#### [Prompt]
Only an exact reprint of all the data is acceptable.
────────
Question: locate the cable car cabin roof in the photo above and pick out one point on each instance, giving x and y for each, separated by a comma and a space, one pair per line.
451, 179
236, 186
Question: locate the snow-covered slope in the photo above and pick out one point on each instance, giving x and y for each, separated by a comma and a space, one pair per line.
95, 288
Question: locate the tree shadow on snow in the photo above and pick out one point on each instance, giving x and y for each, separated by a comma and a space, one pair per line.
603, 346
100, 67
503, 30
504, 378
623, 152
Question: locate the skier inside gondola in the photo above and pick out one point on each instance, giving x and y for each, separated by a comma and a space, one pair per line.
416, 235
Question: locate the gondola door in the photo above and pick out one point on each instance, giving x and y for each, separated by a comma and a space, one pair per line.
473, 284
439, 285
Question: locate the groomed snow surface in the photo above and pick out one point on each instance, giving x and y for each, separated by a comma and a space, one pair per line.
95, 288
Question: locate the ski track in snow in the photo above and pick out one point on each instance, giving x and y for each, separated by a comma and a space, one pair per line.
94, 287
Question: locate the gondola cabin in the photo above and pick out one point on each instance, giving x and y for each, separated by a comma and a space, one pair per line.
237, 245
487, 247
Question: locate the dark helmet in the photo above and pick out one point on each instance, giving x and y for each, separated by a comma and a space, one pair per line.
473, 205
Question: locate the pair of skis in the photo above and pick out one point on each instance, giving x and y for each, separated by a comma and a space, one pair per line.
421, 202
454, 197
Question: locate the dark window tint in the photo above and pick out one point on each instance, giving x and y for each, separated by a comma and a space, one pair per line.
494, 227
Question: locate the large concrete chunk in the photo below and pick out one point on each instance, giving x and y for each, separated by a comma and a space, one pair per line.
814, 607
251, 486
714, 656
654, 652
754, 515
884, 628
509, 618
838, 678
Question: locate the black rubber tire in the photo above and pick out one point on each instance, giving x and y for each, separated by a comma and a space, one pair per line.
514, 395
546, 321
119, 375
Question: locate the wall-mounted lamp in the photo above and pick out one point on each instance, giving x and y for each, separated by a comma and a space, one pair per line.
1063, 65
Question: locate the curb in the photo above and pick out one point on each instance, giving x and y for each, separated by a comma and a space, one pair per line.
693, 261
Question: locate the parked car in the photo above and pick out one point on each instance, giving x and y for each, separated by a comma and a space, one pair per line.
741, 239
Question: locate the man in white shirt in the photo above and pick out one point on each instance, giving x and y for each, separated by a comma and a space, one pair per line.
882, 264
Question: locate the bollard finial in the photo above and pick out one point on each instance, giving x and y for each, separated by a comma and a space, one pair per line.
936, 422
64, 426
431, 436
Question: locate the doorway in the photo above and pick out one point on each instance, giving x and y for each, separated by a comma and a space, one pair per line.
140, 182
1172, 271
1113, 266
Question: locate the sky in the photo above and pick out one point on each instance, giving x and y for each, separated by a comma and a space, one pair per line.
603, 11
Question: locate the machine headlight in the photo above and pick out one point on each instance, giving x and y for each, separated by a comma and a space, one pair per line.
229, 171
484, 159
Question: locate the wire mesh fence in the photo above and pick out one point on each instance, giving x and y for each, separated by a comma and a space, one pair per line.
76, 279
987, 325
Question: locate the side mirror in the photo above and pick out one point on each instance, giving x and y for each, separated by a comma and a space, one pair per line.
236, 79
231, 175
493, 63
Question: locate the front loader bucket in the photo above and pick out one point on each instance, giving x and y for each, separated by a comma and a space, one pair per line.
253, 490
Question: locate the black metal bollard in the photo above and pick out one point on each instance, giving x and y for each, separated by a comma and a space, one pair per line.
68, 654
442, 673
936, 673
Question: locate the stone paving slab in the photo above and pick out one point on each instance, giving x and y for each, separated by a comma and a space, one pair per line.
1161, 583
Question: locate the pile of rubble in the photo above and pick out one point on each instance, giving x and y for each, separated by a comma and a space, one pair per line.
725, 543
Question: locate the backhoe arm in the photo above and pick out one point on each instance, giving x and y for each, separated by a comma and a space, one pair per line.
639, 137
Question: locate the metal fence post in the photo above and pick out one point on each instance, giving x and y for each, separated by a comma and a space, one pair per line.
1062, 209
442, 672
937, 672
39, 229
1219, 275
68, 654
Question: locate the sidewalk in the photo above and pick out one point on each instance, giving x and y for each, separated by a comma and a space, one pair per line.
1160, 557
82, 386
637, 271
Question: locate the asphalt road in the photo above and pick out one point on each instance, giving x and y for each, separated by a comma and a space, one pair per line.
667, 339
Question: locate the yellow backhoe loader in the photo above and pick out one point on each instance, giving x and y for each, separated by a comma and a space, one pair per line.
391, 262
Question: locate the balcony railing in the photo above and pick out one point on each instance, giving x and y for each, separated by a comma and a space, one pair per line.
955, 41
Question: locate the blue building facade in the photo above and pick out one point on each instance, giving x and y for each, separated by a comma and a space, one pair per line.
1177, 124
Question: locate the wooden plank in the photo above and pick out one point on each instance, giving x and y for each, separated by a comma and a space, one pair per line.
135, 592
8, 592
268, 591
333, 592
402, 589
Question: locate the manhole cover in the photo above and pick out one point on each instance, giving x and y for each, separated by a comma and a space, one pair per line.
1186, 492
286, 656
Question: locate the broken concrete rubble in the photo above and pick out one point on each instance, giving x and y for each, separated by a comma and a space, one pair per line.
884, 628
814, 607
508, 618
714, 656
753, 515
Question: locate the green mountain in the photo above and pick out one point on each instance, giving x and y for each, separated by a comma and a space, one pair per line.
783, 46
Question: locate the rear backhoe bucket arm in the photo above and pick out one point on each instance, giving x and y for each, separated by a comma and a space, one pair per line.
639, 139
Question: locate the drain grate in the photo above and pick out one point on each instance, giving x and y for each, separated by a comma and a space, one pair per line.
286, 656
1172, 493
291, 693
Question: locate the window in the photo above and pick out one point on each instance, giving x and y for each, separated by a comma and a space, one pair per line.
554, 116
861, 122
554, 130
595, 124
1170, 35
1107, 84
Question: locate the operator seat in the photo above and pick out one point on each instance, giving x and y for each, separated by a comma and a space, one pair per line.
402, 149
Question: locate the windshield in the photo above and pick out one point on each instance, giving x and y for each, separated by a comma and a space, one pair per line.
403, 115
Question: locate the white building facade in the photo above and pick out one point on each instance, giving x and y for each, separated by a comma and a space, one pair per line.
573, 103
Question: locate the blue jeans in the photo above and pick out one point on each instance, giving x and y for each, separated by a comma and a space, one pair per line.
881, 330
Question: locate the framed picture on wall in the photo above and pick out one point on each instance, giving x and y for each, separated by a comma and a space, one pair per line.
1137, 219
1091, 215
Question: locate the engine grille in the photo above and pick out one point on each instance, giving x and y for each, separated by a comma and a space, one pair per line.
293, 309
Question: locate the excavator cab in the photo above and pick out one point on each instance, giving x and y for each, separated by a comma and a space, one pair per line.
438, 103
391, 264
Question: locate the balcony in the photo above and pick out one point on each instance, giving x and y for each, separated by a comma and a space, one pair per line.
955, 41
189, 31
────────
#### [Answer box]
Question: locate the cable car cabin roof in the photo above and pick out one point on each instance, giving x and y for each, separated by a comma and a space, one pair per line.
451, 179
236, 186
Question: locate the snow-covered slope in the photo above and pick out one point on each instance, giving x and y for each, separated by a comma and a space, one pair per line.
95, 288
Question: locate the tree shadow on snow in the photo above and pick out one point on each instance, giving x and y for each, separated by a comma and a space, one pair per line.
603, 346
100, 67
503, 30
504, 378
623, 152
Question: locate the skier inside gondola in the photo above and pick out one point on each instance, giving x and y for each, separated by a comma and a space, one pair per line.
416, 235
Question: locate the gondola door in the photo above and pick out one point on each instance, giving x and y for each, separated by a comma and a space, one pair per line.
473, 284
439, 285
Question: locate the groomed snow surface in the photo above and pick out one point on each instance, giving x and y for each, separated by a comma and a space, one pair per line.
95, 288
Question: locate the ski track in snow in the photo above and pick out one point on each instance, giving x and y for each, separated by a comma and a space, one pair per line.
94, 287
Question: locate the gondola cabin in the photo above and pick out one point on each instance, giving x and y for each, separated by a comma and a space, one pair per line.
237, 245
487, 247
Question: locate the dark helmet in the photo above and pick out one point on each instance, giving x and y for each, separated by a comma and a space, one pair per line.
473, 205
Question: locate the pair of skis in the photo above and pick out one point on each instance, giving x and y for each, separated by a comma and a space, one pair per line.
421, 202
454, 197
Question: locate the dark window tint in the photo above and pick out one point on each instance, giving x and y for each, separated by a comma and a space, one pair per line.
494, 227
Question: locate the large concrete chunk in the photo below and pick out one point on each instance, giving x and y for each, separated by a comma and a space, one pair per line.
814, 607
251, 486
714, 656
654, 652
754, 515
884, 628
509, 618
838, 678
Question: locate the black rubber tire in the photo above and pick out one point on each instance, giving x and y for each, separated by a comma and a space, one pair per line.
514, 395
546, 321
119, 375
Question: locate the wall-mounted lamp in the photo above and pick out one point on each instance, giving x and y for each, separated by a comma and a space, one pair per line.
1063, 65
Question: locate the curb in the photo above and pick out one point on each instance, giving x and y for each, separated by a comma and a space, one pair per line.
693, 261
Question: locate the parked car in the photo above and pick out one point on each instance, giving x and y for each, separated by a comma and a space, one pair per line.
741, 239
Question: locate the man in white shirt in the photo above and pick out one point on each instance, giving x and y for each, separated by a comma and a space, one pair per line.
882, 264
Question: locate the bollard finial in the photo above and pick out one point on each instance, giving x and y for each, separated by a comma and a space, one pair per line.
936, 422
64, 426
431, 436
Question: locate the doorway in the photo above and pick out one point on each instance, giving x and y for each, separated by a comma and a space, one pair per line.
140, 182
1172, 271
1113, 266
Question: locate the sky in the photo above and pick out one point on each instance, giving x and y for each, separated by a comma and a space, one pair per line.
603, 11
Question: locate the machine headlight in the photo above and pick out one point on each instance, giving x and y for each, separated by a comma and a space, one pair per line.
229, 171
484, 159
Question: locate the wire mesh fence in the photo above and pick out one point on each instance, giving x and y for each, separated by a comma and a space, one pair per line.
76, 279
987, 325
Question: locate the side mirror in the photo above and pick out one point on each instance, giving x and y for each, separated by a comma and a space, one pair per line.
236, 79
231, 175
493, 63
Question: locate the front loader bucket in the photo above and pick out one point on each instance, giving x and y for each, separated by a comma and a space, one pair per line.
253, 490
Question: locate the black metal bollard in the photo above and pick out one point on each instance, giving x and y for each, separated by a comma and a space, one pair per line.
68, 654
442, 673
936, 673
Question: locate the stone paving slab in the photo above and pick out one point on each instance, giving x and y for each, separated by a comma and a space, one pair per line.
1161, 583
Question: locate the pile of rubble in the photo above and pick out one point on each instance, giving x and y for each, separated by a comma and a space, one pair per line.
725, 543
Question: locate the backhoe arm in the photo above and pick out one point on each instance, giving x and y for each, separated by a comma and a space, one pair per line.
639, 137
Question: locate the metal fence post in the photo above and pick out one point on each instance, giving x and y for each, separated by a comma and a space, one pair per line.
1062, 209
442, 672
937, 672
39, 229
1219, 275
68, 654
Question: locate the sidewalk in the photo above and pick out one point on each instance, giving x and y for each, separated by a comma and a space, one pair per line.
1160, 557
82, 386
637, 271
Question: locate the asphalt road in the photo above and pick out one point on each instance, giving x and y for each, separated by a comma and a space, one pair per line.
667, 339
Question: locate the yellow backhoe loader in the photo above and pick out one point on each instance, giving x and y for each, separated by a comma and a space, one pair per line.
391, 262
Question: locate the balcony railing in the photo above and pick out one point on each instance, giving x and y for each, separated by a comma and a space, one pair per line.
955, 41
Question: locate the blue building facade in the photo above and pick out one point on each instance, giving x and y for each, separated by a comma and a space, one pair per line.
1177, 124
Question: locate the wooden plank in the photo above and pick out one point on each instance, giving x and y for each, separated by a comma and a space, one pair per line.
135, 592
8, 592
268, 591
333, 592
402, 589
Question: locate the manhole cover in the photo above and pick out one point on each instance, giving x and y for each, separated by a comma and a space, one pair per line.
1186, 492
286, 656
Question: locate the broken concrete rubble in the photo above and pick out one point on each instance, giving x and y for each, separated by a comma and a space, one pair per line.
884, 628
814, 607
508, 618
714, 656
753, 515
Question: locate the green mountain in the photo above and pick out one point on each instance, giving x and y for each, separated by a comma and a space, one pair per line.
783, 46
Question: locate the rear backhoe bucket arm in the photo above and pick out one point on each instance, giving x and y for each, separated by a comma and a space, one pair per line.
639, 139
Question: locate the drain grate in the photo above and pick out one point on each instance, giving x and y for each, separated by a comma and a space, one pair per line.
286, 656
1172, 493
291, 693
Question: locate the window in the photo above and pick out one point on each instance, giving x and y for each, separated by a comma and a space, one pair per line.
554, 116
861, 122
554, 130
595, 124
1170, 35
1107, 84
Question: locate the operator seat in the photo above and pick out one point on each instance, giving x and y for each, separated by a comma and a space, one pair per line.
402, 149
Question: locate the windshield in the photo above and pick out one point on each instance, giving x and y for each, separated by a comma and a space, one pair per line.
403, 115
Question: locate the white building facade in the photo above and pick out one point on each instance, giving x and y for each, separated by a comma and a space, one pair per line.
573, 103
Question: locate the blue jeans in the photo above and pick out one point on each instance, giving x and y for each, separated by a comma and a space, one pair per line.
881, 330
Question: locate the framed picture on wall in the photo above and pick out one point on each instance, giving x and y for each, separated by a comma and a space, one pair per line.
1137, 219
1091, 215
Question: locate the engine grille in the photo above and pick out one point on each instance, giving x and y for each, separated by a comma and a space, one pair per line.
293, 309
Question: locate the excavator cab in the photo above and pick out one point on each instance, giving x and y for each, separated by a comma and a space, one pair per line.
438, 103
391, 264
Question: locate the balcony in the photo above and pick out one point on each instance, giving x and y for each, separated by a comma and a space, one pair per line.
955, 41
189, 31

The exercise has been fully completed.